[[ Given passage, beginning ]]

= Sri Raghava Yadhaveeyam =

Sanskrit text

Rāghava-yādavīya is a short Sanskrit poem (laghukāvya) of 30 stanzas, composed by Veṅkaṭādhvarin in Kanchi around 1650 CE. It is a "bidirectional" poem (anuloma-pratiloma-akṣara-kāvya) which narrates the story of Rāma when read forwards, and a story from Krishna's life (that of the Pārijāta tree) when each verse is read backwards.
For example, the second stanza, where both the narratives begin, describes the city where Rama was born:

साकेताख्या ज्यायामासीद्या विप्रादीप्तार्याधारा ।

पूराजीतादेवाद्याविश्वासाग्र्या सावाशारावा ॥

sāketākhyā jyāyām āsīd yā viprādīptāryādhārā /

pūr ājītādevādyāviśvāsāgryā sāvāśārāvā //

"On earth [jyāyām] there was a city Sāketa that was illuminated by the wise (Brahmans) [viprādīptā] and sustained by Vaiśyas [āryādhārā]. The son of Aja (i.e. king Dasharatha) won [ājītā] it. This distinguished (city) distrusted (only) non-gods and the like [a-deva-ādya-aviśvāsa], and (was filled with the satisfied) sound of the eaters of sacrifices [sāvāśārāvā], i.e. the gods."

but when the syllables are read backwards, it describes Krishna's city:

वाराशावासाग्र्या साश्वा विद्यावादेताजीरा पू ।

राधार्याप्ता दीप्रा विद्यासीमा या ज्याख्याता के सा ॥

vārāśāv āsāgryā sāśvā vidyāvādetājīrā pūḥ |

rādhāryāptā dīprā vidyāsīmā yā jyākhyātā ke sā ||

"By the water [ke] near the lake [vārāśau] there was a distinguished city (named Dvārakā) equipped with horses, a place of (learned men) who had carried off the victory in the battle for knowledge [vidyā-vāda-ita-āji-irā], brilliantly [dīprā], (because) they had received Rādhā's lord (i.e. Krishna); (it was) the remotest frontier of knowledge and its fame widespread on earth [jyā-khyātā]."

It has been published several times along with a commentary by the author himself. In 1972, it was published from the Institut Français d’Indologie in Pondicherry, with the Sanskrit text edited by M. S. Narasimhacharya and a study and translation by Marie-Claude Porcher.
All 30 stanzas are written in the vidyunmālā metre, containing 32 syllables that are each long (guru).

==Author==
The author Sri Venkatadhvari (17 century) was born at Arasanipalai near Kancheepuram and was a follower of Sri Vedanta Desikan. He had mastery in poetry and rhetoric. He had composed 14 works, the most important of them being Lakshmisahasram by composing which he got back his lost eyesight.

[[ Given passage, end ]]

Decide whether each statement agrees with the passage on the Rāghava-yādavīya. Answer yes or no for each and quote the deciding words. (a) Read forwards, the poem tells the story of Rāma. (b) In the 1972 Pondicherry edition, Marie-Claude Porcher edited the Sanskrit text. (c) The poem's stanzas use several different metres.

[[ Recorded information, beginning ]]

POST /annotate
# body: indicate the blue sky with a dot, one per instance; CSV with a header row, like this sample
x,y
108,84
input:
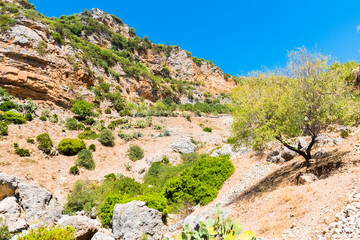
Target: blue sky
x,y
238,36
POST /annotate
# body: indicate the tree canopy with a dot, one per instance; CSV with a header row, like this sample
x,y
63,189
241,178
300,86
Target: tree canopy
x,y
302,99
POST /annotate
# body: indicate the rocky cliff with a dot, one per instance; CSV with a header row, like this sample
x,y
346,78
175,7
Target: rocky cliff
x,y
59,59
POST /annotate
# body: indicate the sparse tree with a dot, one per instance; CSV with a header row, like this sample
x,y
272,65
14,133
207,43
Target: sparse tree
x,y
300,100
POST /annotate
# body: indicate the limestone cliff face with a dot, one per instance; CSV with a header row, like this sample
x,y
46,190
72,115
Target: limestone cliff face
x,y
51,76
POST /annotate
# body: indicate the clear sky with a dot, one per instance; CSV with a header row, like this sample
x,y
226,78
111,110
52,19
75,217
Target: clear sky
x,y
238,36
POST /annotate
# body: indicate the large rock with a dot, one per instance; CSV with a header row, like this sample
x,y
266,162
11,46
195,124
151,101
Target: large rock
x,y
224,150
85,227
101,236
134,219
184,146
8,185
38,203
10,214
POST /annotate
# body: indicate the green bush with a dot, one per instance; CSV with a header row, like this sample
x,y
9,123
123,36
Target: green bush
x,y
201,182
53,233
82,108
71,147
7,105
74,170
207,129
45,143
135,152
28,117
88,134
85,159
3,129
92,147
71,124
22,152
106,138
12,117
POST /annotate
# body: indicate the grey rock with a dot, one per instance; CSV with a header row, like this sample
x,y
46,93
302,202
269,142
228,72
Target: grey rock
x,y
133,219
101,236
8,185
10,213
85,227
287,154
184,146
224,150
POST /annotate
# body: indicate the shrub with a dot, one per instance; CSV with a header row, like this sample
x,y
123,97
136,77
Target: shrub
x,y
28,117
71,147
85,159
82,108
201,182
92,147
53,233
71,124
12,117
107,111
207,129
74,170
7,105
106,138
45,143
3,129
88,134
135,152
21,151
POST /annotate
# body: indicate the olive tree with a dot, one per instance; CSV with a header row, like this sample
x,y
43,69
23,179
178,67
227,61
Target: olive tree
x,y
302,99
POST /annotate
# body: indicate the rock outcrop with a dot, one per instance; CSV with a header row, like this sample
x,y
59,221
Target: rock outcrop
x,y
134,219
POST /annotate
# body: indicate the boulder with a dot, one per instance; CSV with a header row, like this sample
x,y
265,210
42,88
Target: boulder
x,y
224,150
287,154
8,185
10,214
307,178
134,219
85,227
101,236
184,146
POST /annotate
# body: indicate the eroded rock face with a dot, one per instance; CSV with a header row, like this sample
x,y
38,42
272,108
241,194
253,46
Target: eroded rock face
x,y
184,146
85,227
134,219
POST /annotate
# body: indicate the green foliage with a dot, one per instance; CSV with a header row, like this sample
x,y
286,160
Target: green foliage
x,y
85,159
92,147
201,182
53,233
4,231
88,134
43,118
12,117
3,129
207,129
45,143
6,22
74,170
28,117
283,107
7,105
82,108
21,151
135,152
71,147
106,138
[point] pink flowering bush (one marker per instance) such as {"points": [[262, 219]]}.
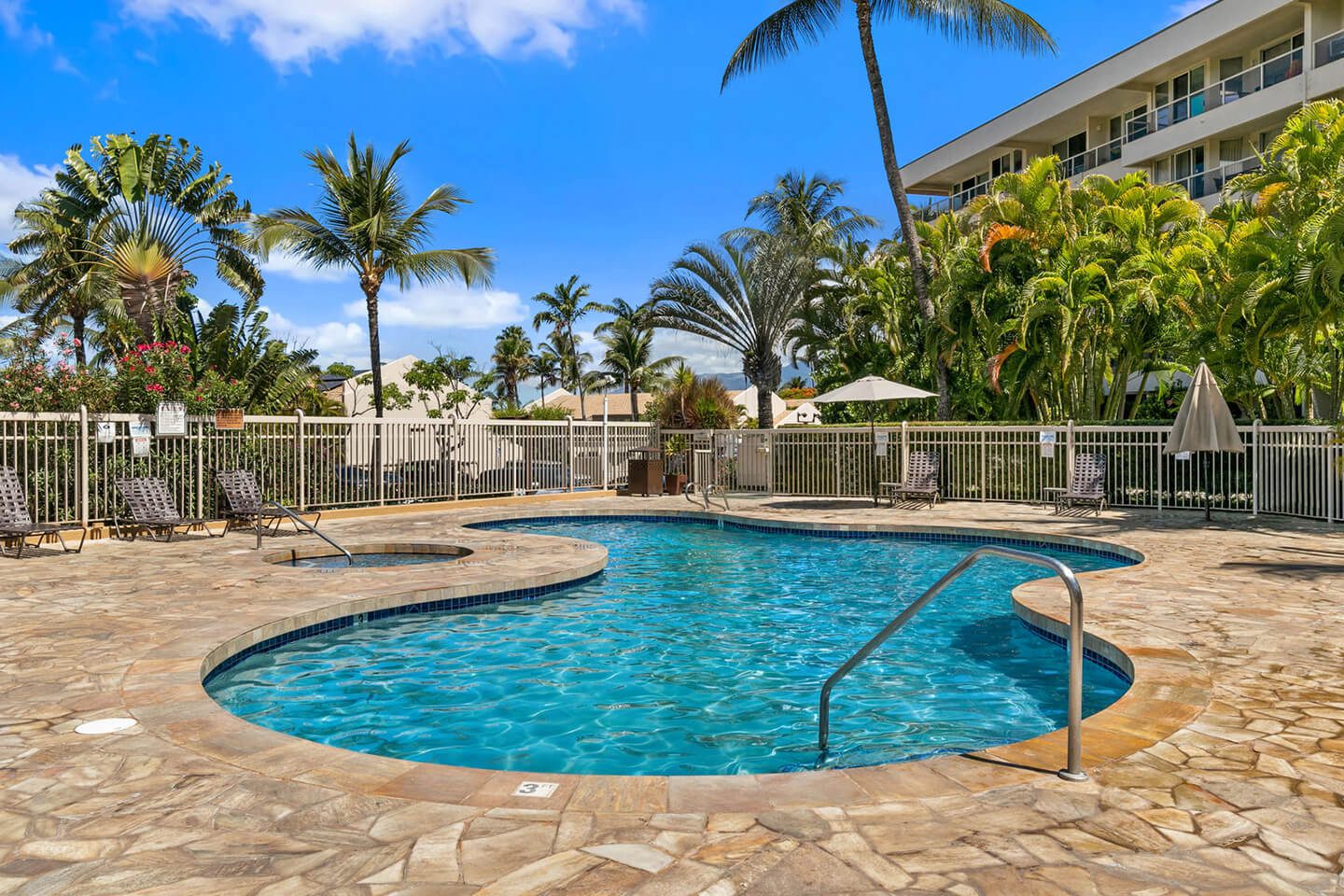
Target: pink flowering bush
{"points": [[30, 381]]}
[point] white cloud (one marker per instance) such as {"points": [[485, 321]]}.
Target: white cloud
{"points": [[454, 306], [18, 184], [296, 31], [338, 342], [1187, 8], [283, 265]]}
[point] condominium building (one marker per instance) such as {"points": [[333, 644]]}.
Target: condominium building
{"points": [[1191, 105]]}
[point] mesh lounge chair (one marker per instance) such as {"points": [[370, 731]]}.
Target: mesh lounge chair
{"points": [[17, 523], [922, 471], [1087, 483], [152, 510], [244, 497]]}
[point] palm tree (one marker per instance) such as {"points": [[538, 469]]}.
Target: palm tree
{"points": [[144, 213], [629, 360], [745, 297], [511, 359], [364, 222], [991, 23], [565, 306], [544, 367], [62, 284]]}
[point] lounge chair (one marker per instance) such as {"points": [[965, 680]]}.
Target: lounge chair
{"points": [[17, 523], [922, 470], [244, 497], [1086, 485], [152, 510]]}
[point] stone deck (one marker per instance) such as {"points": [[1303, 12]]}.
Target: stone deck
{"points": [[1221, 773]]}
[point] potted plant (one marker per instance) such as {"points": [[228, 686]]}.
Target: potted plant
{"points": [[674, 479]]}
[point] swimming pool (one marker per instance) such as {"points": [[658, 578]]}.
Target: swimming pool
{"points": [[699, 651]]}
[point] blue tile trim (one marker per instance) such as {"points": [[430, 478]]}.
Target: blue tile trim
{"points": [[821, 534], [1105, 663], [445, 605]]}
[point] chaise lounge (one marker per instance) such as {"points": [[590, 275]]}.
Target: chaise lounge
{"points": [[153, 510], [17, 522]]}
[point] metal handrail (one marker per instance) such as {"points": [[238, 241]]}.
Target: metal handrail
{"points": [[1075, 647], [305, 525]]}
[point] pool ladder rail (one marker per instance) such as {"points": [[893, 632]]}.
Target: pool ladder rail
{"points": [[304, 523], [1075, 647]]}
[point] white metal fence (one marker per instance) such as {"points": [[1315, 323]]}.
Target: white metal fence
{"points": [[1292, 470], [311, 462]]}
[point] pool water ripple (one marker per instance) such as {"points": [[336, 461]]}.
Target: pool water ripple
{"points": [[699, 651]]}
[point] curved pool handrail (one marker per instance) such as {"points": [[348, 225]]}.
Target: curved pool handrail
{"points": [[305, 525], [1075, 647]]}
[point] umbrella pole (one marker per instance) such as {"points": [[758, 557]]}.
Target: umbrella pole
{"points": [[873, 438]]}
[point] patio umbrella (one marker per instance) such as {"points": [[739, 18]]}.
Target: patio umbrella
{"points": [[1204, 425], [868, 390]]}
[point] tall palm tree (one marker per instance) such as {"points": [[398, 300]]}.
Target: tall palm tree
{"points": [[511, 359], [147, 211], [745, 297], [564, 306], [989, 23], [364, 222], [62, 282], [629, 360], [544, 367]]}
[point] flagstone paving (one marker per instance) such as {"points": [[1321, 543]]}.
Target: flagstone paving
{"points": [[1221, 774]]}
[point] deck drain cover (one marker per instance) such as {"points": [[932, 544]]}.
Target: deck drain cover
{"points": [[104, 725]]}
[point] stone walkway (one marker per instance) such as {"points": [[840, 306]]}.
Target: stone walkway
{"points": [[1222, 774]]}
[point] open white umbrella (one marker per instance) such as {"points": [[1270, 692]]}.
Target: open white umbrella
{"points": [[868, 390], [1204, 425]]}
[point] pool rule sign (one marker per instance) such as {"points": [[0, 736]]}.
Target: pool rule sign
{"points": [[171, 419]]}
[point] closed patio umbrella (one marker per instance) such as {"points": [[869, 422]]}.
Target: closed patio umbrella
{"points": [[868, 390], [1204, 425]]}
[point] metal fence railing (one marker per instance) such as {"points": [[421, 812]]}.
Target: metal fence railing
{"points": [[70, 464], [1292, 470]]}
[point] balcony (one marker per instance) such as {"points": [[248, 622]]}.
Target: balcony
{"points": [[1210, 183], [1092, 159], [1252, 81], [1328, 49]]}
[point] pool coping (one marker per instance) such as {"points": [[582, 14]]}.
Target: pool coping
{"points": [[1169, 688]]}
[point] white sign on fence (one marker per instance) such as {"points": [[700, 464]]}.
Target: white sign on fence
{"points": [[173, 419], [139, 437]]}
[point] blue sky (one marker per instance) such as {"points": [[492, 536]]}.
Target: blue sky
{"points": [[590, 134]]}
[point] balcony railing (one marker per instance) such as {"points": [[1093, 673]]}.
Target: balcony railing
{"points": [[1094, 158], [1329, 49], [1210, 183], [1243, 83]]}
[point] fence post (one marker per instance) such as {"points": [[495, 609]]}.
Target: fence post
{"points": [[1069, 446], [82, 459], [300, 462], [1255, 468], [984, 464], [568, 427], [607, 458], [201, 467]]}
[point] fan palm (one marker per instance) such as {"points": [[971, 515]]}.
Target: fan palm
{"points": [[629, 360], [511, 359], [364, 222], [745, 297], [146, 213], [989, 23], [564, 306]]}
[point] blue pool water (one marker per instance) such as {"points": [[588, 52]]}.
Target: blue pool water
{"points": [[699, 651]]}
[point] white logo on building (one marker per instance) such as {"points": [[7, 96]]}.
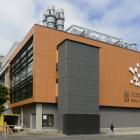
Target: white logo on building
{"points": [[136, 75]]}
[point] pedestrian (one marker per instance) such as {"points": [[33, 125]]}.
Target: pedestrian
{"points": [[112, 128]]}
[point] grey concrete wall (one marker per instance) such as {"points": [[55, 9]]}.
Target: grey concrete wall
{"points": [[50, 109], [121, 117], [78, 74]]}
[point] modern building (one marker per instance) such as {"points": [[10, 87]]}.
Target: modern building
{"points": [[1, 58], [76, 81], [4, 73]]}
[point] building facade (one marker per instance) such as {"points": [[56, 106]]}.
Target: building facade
{"points": [[73, 84]]}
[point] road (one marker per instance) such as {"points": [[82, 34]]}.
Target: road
{"points": [[80, 137]]}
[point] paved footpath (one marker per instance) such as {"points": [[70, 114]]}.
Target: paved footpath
{"points": [[80, 137]]}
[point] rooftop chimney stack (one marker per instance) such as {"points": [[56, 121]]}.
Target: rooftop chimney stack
{"points": [[54, 19], [49, 18], [60, 19]]}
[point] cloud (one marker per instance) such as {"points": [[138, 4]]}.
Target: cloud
{"points": [[115, 17]]}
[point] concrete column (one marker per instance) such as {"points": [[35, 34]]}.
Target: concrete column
{"points": [[21, 117], [38, 117]]}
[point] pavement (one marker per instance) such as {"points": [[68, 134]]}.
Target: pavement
{"points": [[120, 134], [78, 137]]}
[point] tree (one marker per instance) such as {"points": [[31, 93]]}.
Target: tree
{"points": [[3, 97]]}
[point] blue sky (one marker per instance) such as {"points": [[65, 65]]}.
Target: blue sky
{"points": [[120, 18]]}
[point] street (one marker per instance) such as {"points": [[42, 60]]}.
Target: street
{"points": [[80, 137]]}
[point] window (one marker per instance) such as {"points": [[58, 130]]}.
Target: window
{"points": [[21, 73], [47, 120]]}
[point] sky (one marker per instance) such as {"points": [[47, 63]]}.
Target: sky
{"points": [[119, 18]]}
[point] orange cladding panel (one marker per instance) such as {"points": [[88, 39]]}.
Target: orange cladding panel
{"points": [[114, 75]]}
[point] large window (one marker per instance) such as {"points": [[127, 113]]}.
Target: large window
{"points": [[21, 73], [47, 120]]}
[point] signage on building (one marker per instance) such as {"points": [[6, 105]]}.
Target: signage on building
{"points": [[131, 97], [135, 71]]}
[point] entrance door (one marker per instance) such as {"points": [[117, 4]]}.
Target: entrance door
{"points": [[33, 121]]}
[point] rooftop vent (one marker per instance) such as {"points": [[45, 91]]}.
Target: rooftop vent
{"points": [[54, 18], [84, 32]]}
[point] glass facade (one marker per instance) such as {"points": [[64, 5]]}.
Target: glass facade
{"points": [[21, 72], [47, 120]]}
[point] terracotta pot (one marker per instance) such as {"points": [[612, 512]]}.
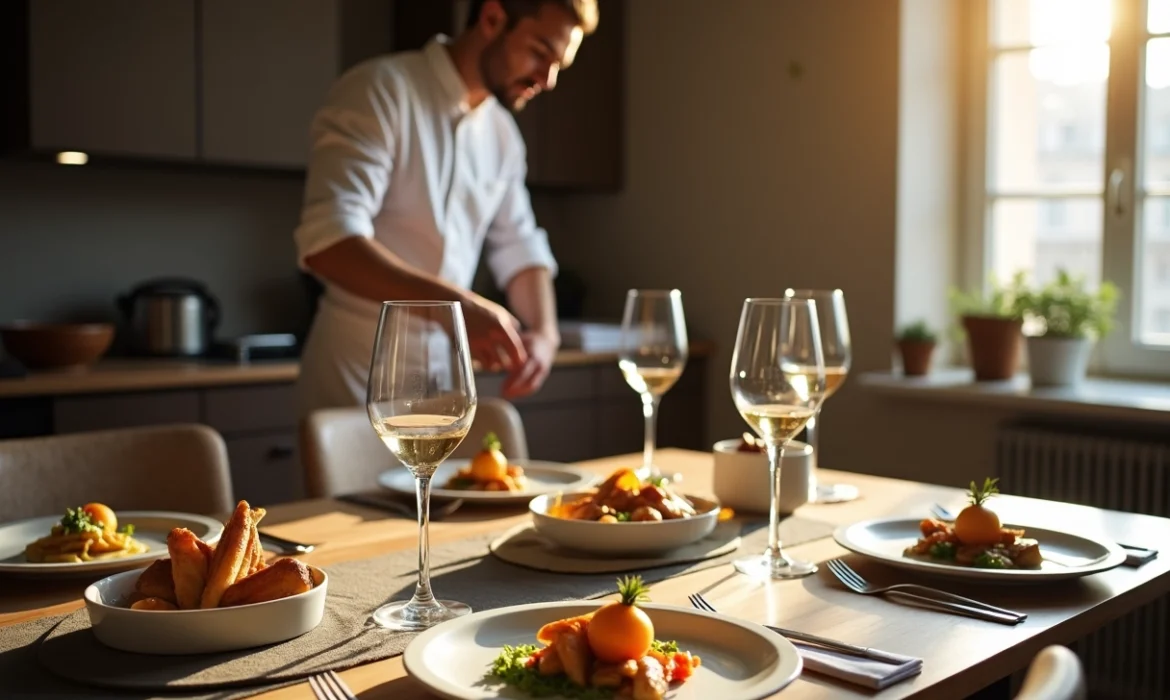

[[ Recorded information, end ]]

(Completed task)
(a) Yes: "narrates the story of Rāma when read forwards"
(b) No: "with the Sanskrit text edited by M. S. Narasimhacharya and a study and translation by Marie-Claude Porcher"
(c) No: "All 30 stanzas are written in the vidyunmālā metre"